EXCERPT PROVIDED >>
How to do a double cross?

A

Cross A and B
Cross C and D
Cross the F1 of each of these
Self pollinate the F2 (final hybrid)

28
Q

What is screened for during wheat breeding programs?

A

1st thing screened for is disease resistance
Most resistant get to self pollinate
Continue to screen within family for: Lodge resistance, mature time, variation in population)
Inbreeding produces more and more uniform crops (aiming for true breeding)
8 crosses only really give one promising line
2-3 years between new varieties made as diseases adapt

29
Q

What is the issue with crop domestication?

A

Domestication and elite breeding (relies on making better combos from existing alleles) reduced the alleles available for breeding, causes a genetic bottleneck as only a subset of a population is chosen for breeding
Many alleles lost :,(

30
Q

What is a yield ceiling?

A

Bottleneck causes a ceiling on optimum allele combinations as allele variety decreases
Yields could possibly drop as pathogens catch up

31
Q

How to break yield ceiling?

A

-increase recombination between existing alleles by: growing more hybrids, or inducing more recombination (in cereals like wheat, large amounts of the genome don’t recombine together, can’t get all good genes together)

-induce more variation: by;
Mutagenesis mutation breeding, mutagenesis induced and hope it introduces beneficial mutation
Alternative is direct genome editing
Or introgressing traits from landraces or wild relatives (genetically messy and time consuming, bad can also carry over

32
Q

Method for telling which genes came from which parent in a hybrid progeny?

A

Marker assisted selection (used when introgressing traits) to see which gene came from where and can select individuals accordingly
Markers on chromosomes of each parent
Markers can be seen via pcr

33
Q

What is GWAS?

A

Genome Wide Association Study
Uses diverse cultivars or landraces
Looks for correlation between phenotype and marker genotype

Works best when:
Variation is limited
The same genes are involved throughout the population
Population structure is low

34
Q

Benefits of Marker assisted selection over GWAS

A

Don’t have to wait for maturity to test them (saves money, labour)
Fewer generations of backcrossing needed (unsure why notes unclear)

COMPLETE THE FOLLOWING >>
a) From the plant breeding notes, quote the passage beginning with the words containing "Method for telling" and ending with "What is GWAS?".
b) According to the plant breeding notes, why do domestication and elite breeding cause a genetic bottleneck? Answer in one to three sentences.

[Dataset entries]
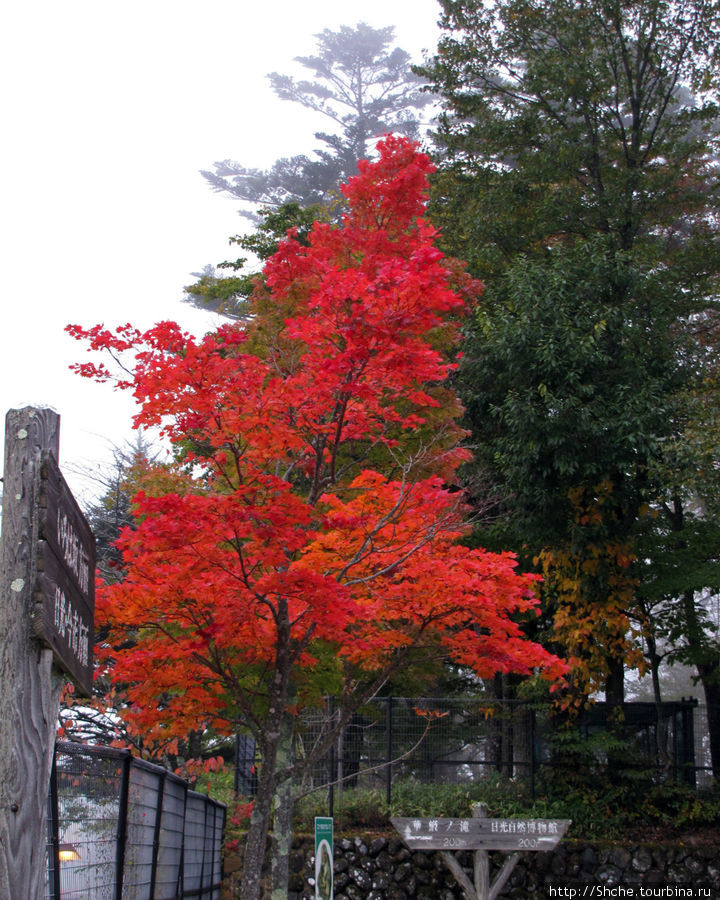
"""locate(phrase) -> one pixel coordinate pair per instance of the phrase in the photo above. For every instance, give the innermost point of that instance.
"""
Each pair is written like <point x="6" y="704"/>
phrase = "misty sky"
<point x="109" y="111"/>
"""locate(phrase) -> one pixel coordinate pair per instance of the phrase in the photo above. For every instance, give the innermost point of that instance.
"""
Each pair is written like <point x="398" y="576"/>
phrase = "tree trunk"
<point x="710" y="678"/>
<point x="282" y="814"/>
<point x="30" y="684"/>
<point x="256" y="841"/>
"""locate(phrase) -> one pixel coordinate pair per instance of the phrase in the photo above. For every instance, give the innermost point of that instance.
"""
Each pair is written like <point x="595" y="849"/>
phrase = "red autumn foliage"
<point x="309" y="515"/>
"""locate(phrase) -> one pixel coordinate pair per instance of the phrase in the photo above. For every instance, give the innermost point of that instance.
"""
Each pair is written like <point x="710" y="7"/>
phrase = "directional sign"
<point x="481" y="834"/>
<point x="65" y="588"/>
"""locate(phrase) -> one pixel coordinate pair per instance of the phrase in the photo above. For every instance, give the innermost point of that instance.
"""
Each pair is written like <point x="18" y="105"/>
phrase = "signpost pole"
<point x="482" y="859"/>
<point x="30" y="685"/>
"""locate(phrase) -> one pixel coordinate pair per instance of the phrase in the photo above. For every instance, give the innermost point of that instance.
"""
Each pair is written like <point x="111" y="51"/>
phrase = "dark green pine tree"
<point x="578" y="177"/>
<point x="364" y="87"/>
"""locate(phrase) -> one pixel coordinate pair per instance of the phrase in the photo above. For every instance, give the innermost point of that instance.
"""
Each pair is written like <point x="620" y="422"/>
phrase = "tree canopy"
<point x="308" y="538"/>
<point x="364" y="87"/>
<point x="577" y="176"/>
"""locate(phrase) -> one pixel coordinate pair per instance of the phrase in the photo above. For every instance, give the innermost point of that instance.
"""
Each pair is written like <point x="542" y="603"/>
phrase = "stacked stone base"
<point x="382" y="868"/>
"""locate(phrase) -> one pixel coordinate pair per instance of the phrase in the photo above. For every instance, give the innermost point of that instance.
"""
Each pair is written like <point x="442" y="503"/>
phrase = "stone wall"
<point x="382" y="868"/>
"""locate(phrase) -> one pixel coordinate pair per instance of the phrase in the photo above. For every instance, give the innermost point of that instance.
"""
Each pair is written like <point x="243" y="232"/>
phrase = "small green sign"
<point x="323" y="858"/>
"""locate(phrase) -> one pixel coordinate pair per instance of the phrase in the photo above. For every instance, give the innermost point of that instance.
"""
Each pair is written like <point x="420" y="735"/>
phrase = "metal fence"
<point x="120" y="828"/>
<point x="462" y="740"/>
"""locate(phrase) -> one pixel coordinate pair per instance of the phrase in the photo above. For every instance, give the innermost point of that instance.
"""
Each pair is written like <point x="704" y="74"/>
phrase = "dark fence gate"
<point x="120" y="828"/>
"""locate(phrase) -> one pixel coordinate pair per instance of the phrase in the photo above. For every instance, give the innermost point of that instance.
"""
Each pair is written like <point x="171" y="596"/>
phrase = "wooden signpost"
<point x="65" y="596"/>
<point x="481" y="834"/>
<point x="46" y="624"/>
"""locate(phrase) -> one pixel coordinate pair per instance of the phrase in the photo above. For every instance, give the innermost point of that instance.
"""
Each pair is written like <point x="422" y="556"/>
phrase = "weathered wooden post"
<point x="46" y="599"/>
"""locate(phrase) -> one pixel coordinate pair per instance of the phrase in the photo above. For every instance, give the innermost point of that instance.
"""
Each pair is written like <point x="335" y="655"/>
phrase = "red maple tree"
<point x="308" y="522"/>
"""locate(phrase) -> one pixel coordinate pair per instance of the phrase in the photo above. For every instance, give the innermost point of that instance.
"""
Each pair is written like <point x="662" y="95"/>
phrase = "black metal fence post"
<point x="156" y="833"/>
<point x="532" y="753"/>
<point x="54" y="834"/>
<point x="388" y="750"/>
<point x="332" y="770"/>
<point x="122" y="825"/>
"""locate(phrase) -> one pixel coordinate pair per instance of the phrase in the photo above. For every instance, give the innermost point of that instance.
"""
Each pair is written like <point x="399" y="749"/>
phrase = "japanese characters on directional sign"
<point x="65" y="587"/>
<point x="481" y="834"/>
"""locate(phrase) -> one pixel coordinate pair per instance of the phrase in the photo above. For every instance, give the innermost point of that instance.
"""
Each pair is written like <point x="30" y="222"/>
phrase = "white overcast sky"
<point x="108" y="112"/>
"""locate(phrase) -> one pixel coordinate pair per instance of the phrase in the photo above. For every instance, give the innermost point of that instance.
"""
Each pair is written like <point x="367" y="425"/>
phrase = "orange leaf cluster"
<point x="279" y="539"/>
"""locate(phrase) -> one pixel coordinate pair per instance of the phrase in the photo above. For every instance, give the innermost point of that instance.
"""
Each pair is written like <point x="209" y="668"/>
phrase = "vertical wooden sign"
<point x="30" y="684"/>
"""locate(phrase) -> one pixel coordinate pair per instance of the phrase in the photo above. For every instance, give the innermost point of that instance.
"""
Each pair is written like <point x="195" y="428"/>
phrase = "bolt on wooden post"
<point x="47" y="570"/>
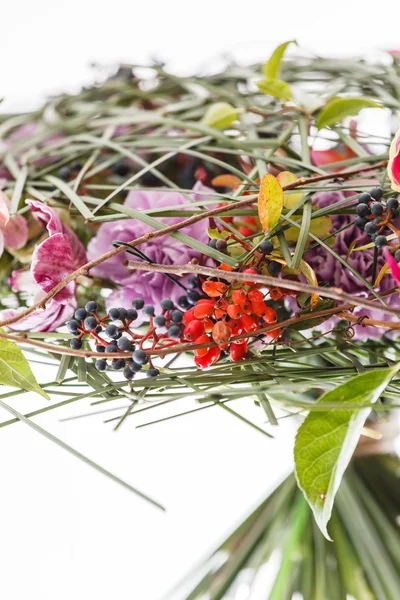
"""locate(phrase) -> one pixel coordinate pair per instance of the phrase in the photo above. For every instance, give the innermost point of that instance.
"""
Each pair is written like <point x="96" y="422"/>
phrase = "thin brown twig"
<point x="84" y="269"/>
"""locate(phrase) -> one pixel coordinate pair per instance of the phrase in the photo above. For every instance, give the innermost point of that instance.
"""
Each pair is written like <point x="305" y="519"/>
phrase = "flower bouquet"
<point x="217" y="237"/>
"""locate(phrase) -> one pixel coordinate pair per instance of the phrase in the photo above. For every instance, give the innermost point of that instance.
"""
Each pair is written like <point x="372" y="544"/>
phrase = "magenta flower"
<point x="13" y="230"/>
<point x="152" y="287"/>
<point x="394" y="162"/>
<point x="55" y="258"/>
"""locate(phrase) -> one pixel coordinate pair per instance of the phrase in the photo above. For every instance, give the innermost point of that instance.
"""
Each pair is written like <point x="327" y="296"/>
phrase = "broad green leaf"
<point x="272" y="67"/>
<point x="220" y="115"/>
<point x="15" y="370"/>
<point x="339" y="108"/>
<point x="270" y="202"/>
<point x="326" y="441"/>
<point x="275" y="87"/>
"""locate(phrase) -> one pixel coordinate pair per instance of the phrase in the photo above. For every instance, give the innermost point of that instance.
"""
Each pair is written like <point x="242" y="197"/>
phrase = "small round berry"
<point x="113" y="313"/>
<point x="124" y="344"/>
<point x="363" y="210"/>
<point x="174" y="331"/>
<point x="75" y="344"/>
<point x="193" y="296"/>
<point x="176" y="316"/>
<point x="370" y="228"/>
<point x="364" y="198"/>
<point x="140" y="357"/>
<point x="380" y="241"/>
<point x="112" y="330"/>
<point x="73" y="326"/>
<point x="193" y="281"/>
<point x="148" y="310"/>
<point x="128" y="374"/>
<point x="360" y="222"/>
<point x="80" y="314"/>
<point x="376" y="208"/>
<point x="266" y="247"/>
<point x="274" y="268"/>
<point x="376" y="193"/>
<point x="392" y="204"/>
<point x="138" y="303"/>
<point x="64" y="173"/>
<point x="131" y="314"/>
<point x="91" y="306"/>
<point x="152" y="372"/>
<point x="118" y="363"/>
<point x="183" y="302"/>
<point x="167" y="304"/>
<point x="159" y="321"/>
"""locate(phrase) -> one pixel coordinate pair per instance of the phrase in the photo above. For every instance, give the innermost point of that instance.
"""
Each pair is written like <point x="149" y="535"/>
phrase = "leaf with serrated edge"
<point x="270" y="202"/>
<point x="326" y="441"/>
<point x="339" y="108"/>
<point x="15" y="370"/>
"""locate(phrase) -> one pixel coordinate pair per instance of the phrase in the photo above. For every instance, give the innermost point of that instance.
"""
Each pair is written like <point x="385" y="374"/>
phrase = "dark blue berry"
<point x="392" y="204"/>
<point x="112" y="330"/>
<point x="174" y="331"/>
<point x="176" y="316"/>
<point x="167" y="304"/>
<point x="376" y="193"/>
<point x="140" y="357"/>
<point x="159" y="321"/>
<point x="380" y="241"/>
<point x="117" y="363"/>
<point x="364" y="198"/>
<point x="376" y="208"/>
<point x="266" y="247"/>
<point x="152" y="372"/>
<point x="91" y="306"/>
<point x="193" y="296"/>
<point x="131" y="314"/>
<point x="73" y="326"/>
<point x="113" y="313"/>
<point x="124" y="344"/>
<point x="363" y="210"/>
<point x="148" y="310"/>
<point x="274" y="268"/>
<point x="80" y="314"/>
<point x="138" y="303"/>
<point x="90" y="323"/>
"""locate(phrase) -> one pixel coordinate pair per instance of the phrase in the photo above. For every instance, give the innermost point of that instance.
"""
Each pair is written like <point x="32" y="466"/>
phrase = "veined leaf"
<point x="15" y="370"/>
<point x="339" y="108"/>
<point x="220" y="115"/>
<point x="270" y="202"/>
<point x="326" y="441"/>
<point x="272" y="67"/>
<point x="275" y="87"/>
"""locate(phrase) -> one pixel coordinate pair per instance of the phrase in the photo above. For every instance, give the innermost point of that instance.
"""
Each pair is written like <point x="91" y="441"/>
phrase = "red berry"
<point x="194" y="330"/>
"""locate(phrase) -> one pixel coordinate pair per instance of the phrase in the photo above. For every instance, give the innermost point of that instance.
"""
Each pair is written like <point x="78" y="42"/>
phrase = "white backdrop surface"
<point x="66" y="531"/>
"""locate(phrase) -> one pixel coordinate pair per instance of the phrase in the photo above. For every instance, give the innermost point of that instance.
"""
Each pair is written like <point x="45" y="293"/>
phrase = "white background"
<point x="66" y="531"/>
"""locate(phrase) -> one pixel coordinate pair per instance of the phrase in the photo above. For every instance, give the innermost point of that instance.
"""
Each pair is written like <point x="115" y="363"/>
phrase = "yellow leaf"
<point x="289" y="199"/>
<point x="270" y="202"/>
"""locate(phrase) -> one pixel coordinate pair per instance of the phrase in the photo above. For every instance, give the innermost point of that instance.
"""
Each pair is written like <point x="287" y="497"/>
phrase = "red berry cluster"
<point x="229" y="310"/>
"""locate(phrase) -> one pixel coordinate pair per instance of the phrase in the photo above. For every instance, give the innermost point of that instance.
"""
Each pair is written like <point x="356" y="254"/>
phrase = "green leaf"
<point x="339" y="108"/>
<point x="220" y="115"/>
<point x="275" y="87"/>
<point x="15" y="370"/>
<point x="272" y="67"/>
<point x="326" y="441"/>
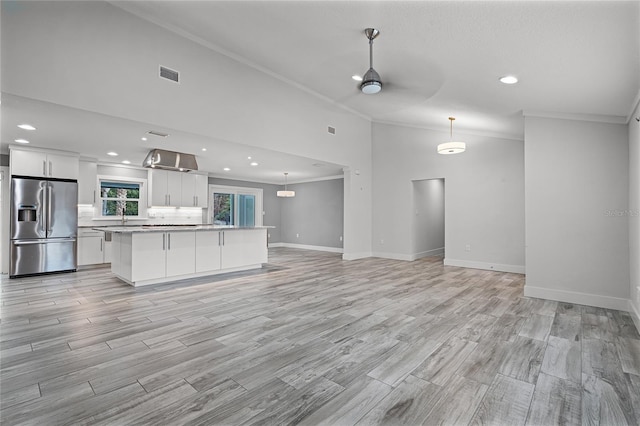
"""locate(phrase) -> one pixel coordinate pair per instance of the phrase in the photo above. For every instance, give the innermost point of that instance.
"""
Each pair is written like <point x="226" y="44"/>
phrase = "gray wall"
<point x="577" y="175"/>
<point x="484" y="203"/>
<point x="315" y="215"/>
<point x="270" y="203"/>
<point x="428" y="211"/>
<point x="634" y="211"/>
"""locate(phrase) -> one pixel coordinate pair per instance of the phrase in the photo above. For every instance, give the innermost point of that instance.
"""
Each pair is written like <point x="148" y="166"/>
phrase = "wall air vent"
<point x="169" y="74"/>
<point x="156" y="133"/>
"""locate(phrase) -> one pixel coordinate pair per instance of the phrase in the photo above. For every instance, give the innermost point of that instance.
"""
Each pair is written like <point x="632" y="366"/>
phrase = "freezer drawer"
<point x="42" y="256"/>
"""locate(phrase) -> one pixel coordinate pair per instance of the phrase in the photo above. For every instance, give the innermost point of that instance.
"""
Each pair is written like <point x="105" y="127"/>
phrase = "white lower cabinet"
<point x="92" y="248"/>
<point x="208" y="251"/>
<point x="142" y="258"/>
<point x="162" y="254"/>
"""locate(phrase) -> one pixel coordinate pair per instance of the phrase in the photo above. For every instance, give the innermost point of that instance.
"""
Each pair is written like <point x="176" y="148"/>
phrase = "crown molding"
<point x="598" y="118"/>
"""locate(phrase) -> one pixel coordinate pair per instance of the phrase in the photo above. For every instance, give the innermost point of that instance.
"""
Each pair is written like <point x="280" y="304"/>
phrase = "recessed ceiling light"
<point x="509" y="79"/>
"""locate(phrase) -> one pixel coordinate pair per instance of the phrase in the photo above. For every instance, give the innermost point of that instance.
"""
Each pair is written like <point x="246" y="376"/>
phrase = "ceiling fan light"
<point x="371" y="83"/>
<point x="451" y="148"/>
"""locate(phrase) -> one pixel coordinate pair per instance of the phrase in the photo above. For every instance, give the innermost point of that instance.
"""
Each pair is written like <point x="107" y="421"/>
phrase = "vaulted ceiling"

SOLVED TASKS >>
a)
Method for telling which genes came from which parent in a hybrid progeny?

A

Marker assisted selection (used when introgressing traits) to see which gene came from where and can select individuals accordingly
Markers on chromosomes of each parent
Markers can be seen via pcr

33
Q

What is GWAS?

b) They cause a genetic bottleneck because only a subset of a population is chosen for breeding. Elite breeding relies on making better combinations from existing alleles, so the alleles available for breeding are reduced and many are lost.